EXERCISE TASKS:
a. According to the Argedava passage, who wrote the Decree of Dionysopolis?
b. Extend the Argedava passage with the next part, starting after its final sentence.

TEXT:
───

Argedava (Argedauon, Sargedava, Sargedauon, Zargedava, Zargedauon, ) was an important Dacian town mentioned in the Decree of Dionysopolis (48 BC), and potentially located at Popești, a district in the town of Mihăilești, Giurgiu County, Muntenia, Romania.

Decree of Dionysopolis 
This decree was written by the citizens of Dionysopolis to Akornion, who traveled far away in a diplomatic mission to meet somebody's father in Argedauon.

The inscription also refers to the Dacian king Burebista, and one interpretation is that Akornion was his chief adviser (, literally "first friend") in Dionysopolis. Other sources indicate that Akornion was sent as an ambassador of Burebista to Pompey, to discuss an alliance against Julius Caesar.

This leads to the assumption that the mentioned Argedava was Burebista's capital of the Dacian kingdom. This source unfortunately doesn't mention the location of Argedava and historians opinions are split in two groups.

───

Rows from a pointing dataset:
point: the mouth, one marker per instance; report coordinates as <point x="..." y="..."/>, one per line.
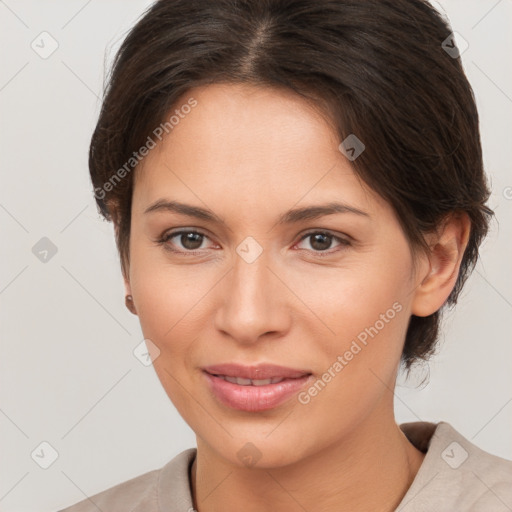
<point x="256" y="388"/>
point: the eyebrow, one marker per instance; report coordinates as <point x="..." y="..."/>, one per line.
<point x="292" y="216"/>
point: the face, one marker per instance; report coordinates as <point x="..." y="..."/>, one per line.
<point x="328" y="294"/>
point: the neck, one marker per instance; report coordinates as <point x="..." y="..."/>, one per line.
<point x="371" y="469"/>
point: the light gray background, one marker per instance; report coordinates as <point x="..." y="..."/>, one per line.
<point x="68" y="374"/>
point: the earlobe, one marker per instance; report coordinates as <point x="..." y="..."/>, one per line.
<point x="128" y="300"/>
<point x="446" y="251"/>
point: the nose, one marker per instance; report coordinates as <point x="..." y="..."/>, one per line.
<point x="253" y="302"/>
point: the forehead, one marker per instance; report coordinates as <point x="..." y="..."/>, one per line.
<point x="248" y="143"/>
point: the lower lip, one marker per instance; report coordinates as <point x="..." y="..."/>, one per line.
<point x="255" y="398"/>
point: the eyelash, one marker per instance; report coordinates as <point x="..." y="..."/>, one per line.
<point x="164" y="239"/>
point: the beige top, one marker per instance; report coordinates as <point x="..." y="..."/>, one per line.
<point x="455" y="476"/>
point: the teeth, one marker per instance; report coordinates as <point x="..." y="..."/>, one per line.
<point x="248" y="382"/>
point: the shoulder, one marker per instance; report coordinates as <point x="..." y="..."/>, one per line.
<point x="457" y="475"/>
<point x="144" y="492"/>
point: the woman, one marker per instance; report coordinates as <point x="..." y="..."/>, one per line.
<point x="297" y="191"/>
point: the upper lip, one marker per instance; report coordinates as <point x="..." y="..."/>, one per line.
<point x="260" y="371"/>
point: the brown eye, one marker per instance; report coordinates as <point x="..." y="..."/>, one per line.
<point x="186" y="240"/>
<point x="321" y="241"/>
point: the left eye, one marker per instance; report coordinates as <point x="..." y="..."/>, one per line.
<point x="190" y="240"/>
<point x="321" y="241"/>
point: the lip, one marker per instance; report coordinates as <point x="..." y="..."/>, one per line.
<point x="252" y="398"/>
<point x="260" y="371"/>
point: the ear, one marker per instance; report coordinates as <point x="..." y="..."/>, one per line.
<point x="447" y="248"/>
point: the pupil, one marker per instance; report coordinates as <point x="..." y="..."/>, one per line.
<point x="188" y="239"/>
<point x="319" y="237"/>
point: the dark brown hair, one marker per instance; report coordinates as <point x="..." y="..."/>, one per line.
<point x="379" y="69"/>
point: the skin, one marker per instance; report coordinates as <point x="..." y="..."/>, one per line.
<point x="250" y="154"/>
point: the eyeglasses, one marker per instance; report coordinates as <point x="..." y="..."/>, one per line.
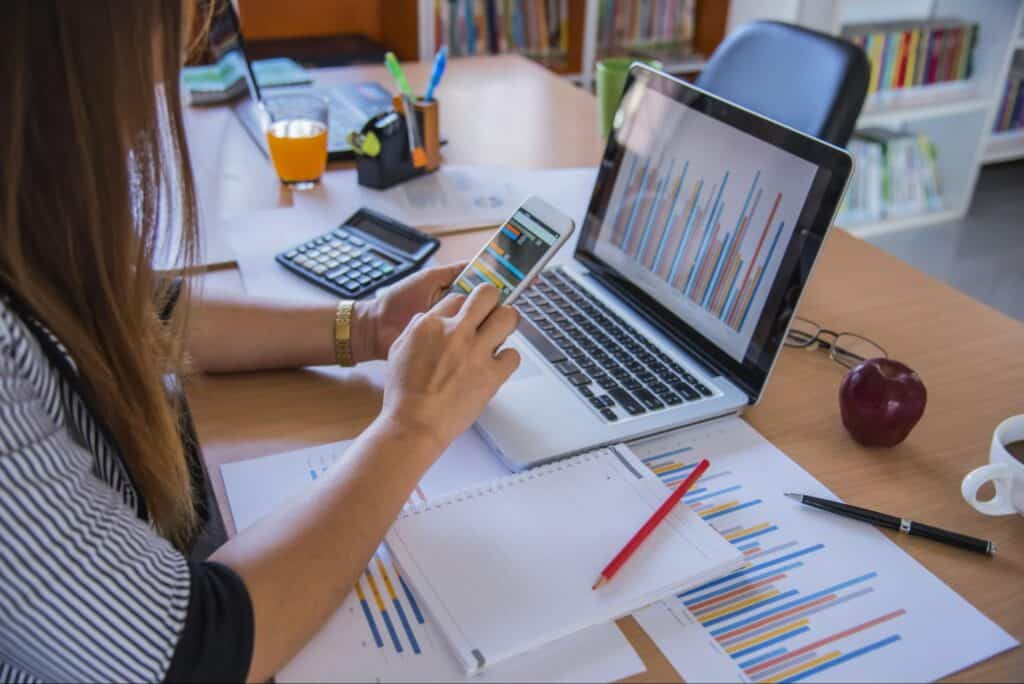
<point x="847" y="349"/>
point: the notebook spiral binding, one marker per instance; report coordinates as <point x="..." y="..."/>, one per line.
<point x="497" y="484"/>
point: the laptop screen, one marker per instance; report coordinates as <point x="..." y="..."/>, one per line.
<point x="707" y="210"/>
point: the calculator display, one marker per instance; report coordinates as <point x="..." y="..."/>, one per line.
<point x="386" y="236"/>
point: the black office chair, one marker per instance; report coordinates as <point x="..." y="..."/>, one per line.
<point x="807" y="80"/>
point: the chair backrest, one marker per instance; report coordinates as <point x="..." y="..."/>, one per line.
<point x="807" y="80"/>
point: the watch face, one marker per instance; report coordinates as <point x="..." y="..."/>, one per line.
<point x="343" y="333"/>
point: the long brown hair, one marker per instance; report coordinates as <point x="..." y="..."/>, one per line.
<point x="93" y="169"/>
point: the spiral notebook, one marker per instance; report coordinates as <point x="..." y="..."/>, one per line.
<point x="506" y="567"/>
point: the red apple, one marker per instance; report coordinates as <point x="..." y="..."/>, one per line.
<point x="881" y="401"/>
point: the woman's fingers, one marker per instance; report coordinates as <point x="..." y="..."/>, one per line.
<point x="478" y="305"/>
<point x="499" y="326"/>
<point x="441" y="278"/>
<point x="450" y="305"/>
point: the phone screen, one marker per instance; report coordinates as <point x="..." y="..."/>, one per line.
<point x="513" y="251"/>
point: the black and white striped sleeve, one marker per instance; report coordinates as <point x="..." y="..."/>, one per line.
<point x="88" y="591"/>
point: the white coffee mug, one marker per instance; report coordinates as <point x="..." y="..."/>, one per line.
<point x="1004" y="470"/>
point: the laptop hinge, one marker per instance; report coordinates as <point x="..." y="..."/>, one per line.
<point x="706" y="362"/>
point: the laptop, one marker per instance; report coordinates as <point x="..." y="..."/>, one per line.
<point x="349" y="105"/>
<point x="691" y="260"/>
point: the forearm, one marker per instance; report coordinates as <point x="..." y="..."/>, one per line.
<point x="300" y="563"/>
<point x="229" y="335"/>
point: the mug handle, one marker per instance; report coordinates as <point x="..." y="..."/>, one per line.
<point x="1000" y="475"/>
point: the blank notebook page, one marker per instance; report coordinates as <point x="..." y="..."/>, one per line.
<point x="508" y="566"/>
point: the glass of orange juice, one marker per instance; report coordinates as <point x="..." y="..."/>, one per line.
<point x="296" y="133"/>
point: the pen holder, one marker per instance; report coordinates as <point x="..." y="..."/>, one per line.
<point x="383" y="152"/>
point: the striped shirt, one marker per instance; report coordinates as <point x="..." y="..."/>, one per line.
<point x="89" y="591"/>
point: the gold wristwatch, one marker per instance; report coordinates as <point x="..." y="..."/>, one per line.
<point x="343" y="333"/>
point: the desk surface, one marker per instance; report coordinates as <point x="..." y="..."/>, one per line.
<point x="968" y="354"/>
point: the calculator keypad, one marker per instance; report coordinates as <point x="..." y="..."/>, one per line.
<point x="342" y="258"/>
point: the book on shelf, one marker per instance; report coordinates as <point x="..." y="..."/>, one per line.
<point x="904" y="54"/>
<point x="650" y="29"/>
<point x="1010" y="115"/>
<point x="535" y="28"/>
<point x="896" y="175"/>
<point x="220" y="82"/>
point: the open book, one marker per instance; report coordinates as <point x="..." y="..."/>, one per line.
<point x="508" y="566"/>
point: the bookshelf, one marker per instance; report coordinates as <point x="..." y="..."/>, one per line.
<point x="956" y="116"/>
<point x="583" y="46"/>
<point x="1007" y="145"/>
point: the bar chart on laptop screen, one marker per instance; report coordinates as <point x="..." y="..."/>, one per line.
<point x="702" y="213"/>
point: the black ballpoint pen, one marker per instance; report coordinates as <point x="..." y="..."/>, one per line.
<point x="902" y="524"/>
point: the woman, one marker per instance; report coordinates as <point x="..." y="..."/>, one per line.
<point x="98" y="502"/>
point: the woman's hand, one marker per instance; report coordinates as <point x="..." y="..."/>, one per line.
<point x="378" y="323"/>
<point x="443" y="368"/>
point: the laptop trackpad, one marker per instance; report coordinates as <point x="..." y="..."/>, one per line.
<point x="527" y="367"/>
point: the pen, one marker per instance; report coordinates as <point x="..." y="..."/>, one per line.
<point x="649" y="526"/>
<point x="440" y="60"/>
<point x="902" y="524"/>
<point x="391" y="61"/>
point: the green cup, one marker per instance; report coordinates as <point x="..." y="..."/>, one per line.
<point x="610" y="77"/>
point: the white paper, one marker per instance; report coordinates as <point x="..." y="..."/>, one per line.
<point x="348" y="649"/>
<point x="814" y="580"/>
<point x="508" y="565"/>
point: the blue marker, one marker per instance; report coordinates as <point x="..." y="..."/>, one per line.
<point x="440" y="60"/>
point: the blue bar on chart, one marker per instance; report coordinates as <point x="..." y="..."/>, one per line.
<point x="691" y="239"/>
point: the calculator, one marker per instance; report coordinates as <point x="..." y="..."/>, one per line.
<point x="364" y="254"/>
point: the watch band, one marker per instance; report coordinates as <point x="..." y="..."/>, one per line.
<point x="343" y="333"/>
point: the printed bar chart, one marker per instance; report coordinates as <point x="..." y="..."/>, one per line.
<point x="715" y="255"/>
<point x="389" y="607"/>
<point x="778" y="617"/>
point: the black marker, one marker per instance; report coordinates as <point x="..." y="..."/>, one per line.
<point x="902" y="524"/>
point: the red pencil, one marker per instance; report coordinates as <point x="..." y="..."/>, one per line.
<point x="648" y="526"/>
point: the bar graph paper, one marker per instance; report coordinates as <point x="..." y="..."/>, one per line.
<point x="810" y="603"/>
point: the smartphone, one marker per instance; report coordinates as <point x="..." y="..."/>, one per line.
<point x="518" y="251"/>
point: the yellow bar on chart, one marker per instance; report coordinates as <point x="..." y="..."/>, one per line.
<point x="722" y="507"/>
<point x="766" y="636"/>
<point x="749" y="530"/>
<point x="387" y="580"/>
<point x="373" y="588"/>
<point x="737" y="606"/>
<point x="804" y="667"/>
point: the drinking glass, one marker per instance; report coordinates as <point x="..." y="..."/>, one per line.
<point x="296" y="134"/>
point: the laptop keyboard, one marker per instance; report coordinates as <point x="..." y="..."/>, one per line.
<point x="611" y="366"/>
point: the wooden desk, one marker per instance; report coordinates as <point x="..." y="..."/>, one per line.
<point x="968" y="354"/>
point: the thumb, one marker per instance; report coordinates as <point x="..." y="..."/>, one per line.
<point x="440" y="278"/>
<point x="444" y="275"/>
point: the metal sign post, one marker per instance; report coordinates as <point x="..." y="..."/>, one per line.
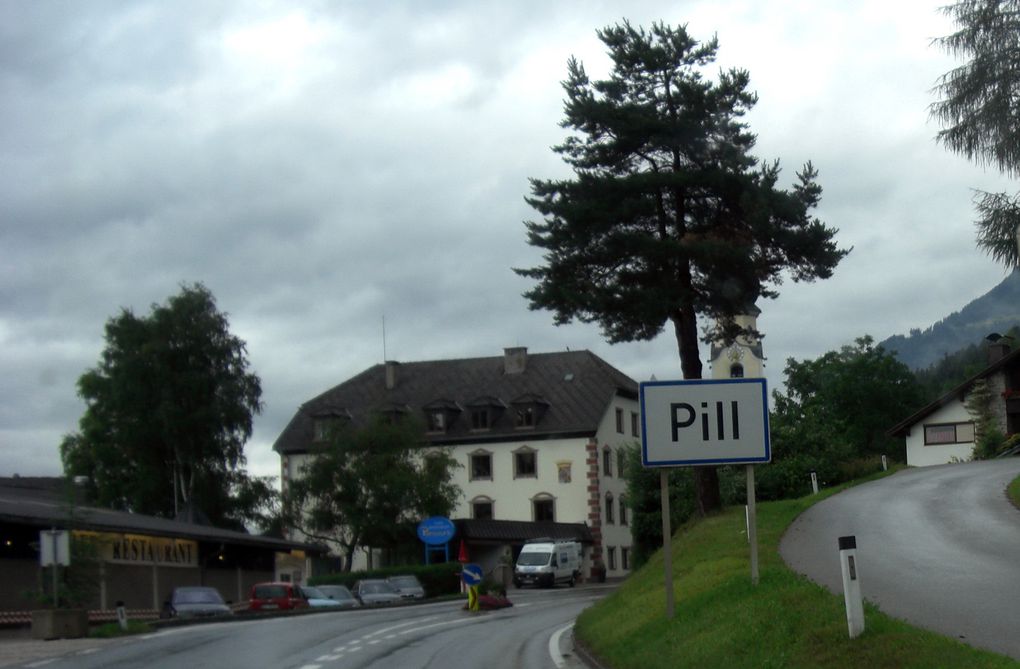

───

OUTPUTS IN ORDER:
a. The citizens of Dionysopolis.

b.
One school of thought, led by historians Constantin Daicoviciu and Hadrian Daicoviciu, assumes that the inscription talks about Argidava and place the potential capital of Burebista at Vărădia, Caraș-Severin County, Romania. The forms Argidava and Arcidava found in other ancient sources like Ptolemy's Geographia (c. 150 AD) and Tabula Peutingeriana (2nd century AD), clearly place a Dacian town with those names at this geographical location. The site is also close to Sarmizegetusa, a later Dacian capital.

Others, led by historian Vasile Pârvan and professor Radu Vulpe place Argedava at Popești, Giurgiu County, Romania. Arguments include the name connection with the river Argeș, geographical position on a potential road to Dionysopolis which Akornion followed, and most importantly the size of the archaeological discovery at Popești that hints to a royal palace. However no other sources seem to name the dava discovered at Popești, so no exact assumptions can be made about its Dacian name.

It is possible that the two different davae are homonyms.

The marble inscription is damaged in many areas, including right before the word Argedauon, and it is possible the original word could have been Sargedauon () or Zargedauon. This form could be linked to Zargidaua mentioned by Ptolemy at a different geographical location. Or, they could be homonyms.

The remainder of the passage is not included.